Il governo ticinese, dotato per la struttura federalista della Svizzera di ampi poteri, va dunque avanti per la sua strada e ha addirittura deciso di diminuire il periodo di quarantena da 14 a cinque giorni perché – come ha spiegato il medico cantonale Merlani – “le osservazioni sul campo permettono di stabilire che questo lasso di tempo è sufficiente per verificare l’esistenza di un contagio tra i contatti stretti” (La Regione, 8.03.2020).
L’altro tema spinoso al centro del dibattito di questi giorni nel Canton Ticino è la necessità di chiudere o meno le frontiere ai 70mila frontalieri che ogni giorno si recano al lavoro nelle aziende della regione. Una forza politica come la “Lega dei ticinesi” ha fatto della battaglia contro i lavoratori italiani la sua più potente arma politica, all’improvviso spuntata dalla minaccia molto reale di un crollo dell’economia locale se le sbarre in dogana venissero abbassate.

ATTIVITÀ: Per favore, traduci in inglese questa frase del brano estratto: «L’altro tema spinoso al centro del dibattito di questi giorni nel Canton Ticino è la necessità di chiudere o meno le frontiere ai 70mila frontalieri che ogni giorno si recano al lavoro nelle aziende della regione.»

DATI ARCHIVIATI:
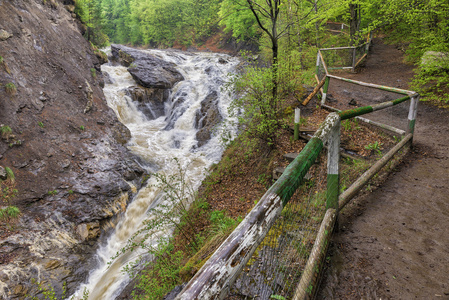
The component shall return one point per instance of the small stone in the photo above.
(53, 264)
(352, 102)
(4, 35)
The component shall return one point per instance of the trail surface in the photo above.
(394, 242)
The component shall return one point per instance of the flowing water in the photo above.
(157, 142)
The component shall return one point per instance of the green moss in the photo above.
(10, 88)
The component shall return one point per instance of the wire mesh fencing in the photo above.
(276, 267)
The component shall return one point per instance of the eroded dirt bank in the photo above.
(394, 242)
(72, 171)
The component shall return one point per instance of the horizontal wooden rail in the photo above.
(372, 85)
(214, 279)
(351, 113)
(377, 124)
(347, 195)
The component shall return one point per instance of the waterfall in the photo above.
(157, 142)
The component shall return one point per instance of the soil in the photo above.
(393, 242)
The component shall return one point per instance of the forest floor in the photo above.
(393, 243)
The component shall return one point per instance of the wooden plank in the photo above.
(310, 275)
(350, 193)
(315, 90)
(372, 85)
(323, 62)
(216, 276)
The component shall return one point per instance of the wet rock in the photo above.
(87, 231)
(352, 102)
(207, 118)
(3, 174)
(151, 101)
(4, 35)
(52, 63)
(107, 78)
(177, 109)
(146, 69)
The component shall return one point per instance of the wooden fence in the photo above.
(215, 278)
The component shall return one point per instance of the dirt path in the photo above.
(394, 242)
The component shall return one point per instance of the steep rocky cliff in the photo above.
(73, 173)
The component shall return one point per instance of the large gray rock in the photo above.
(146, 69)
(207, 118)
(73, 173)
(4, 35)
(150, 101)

RISPOSTA FINALE: The other thorny issue at the center of the debate in the Canton of Ticino these days is whether or not it is necessary to close the borders to the 70,000 cross-border workers who travel every day to their jobs at the region's companies.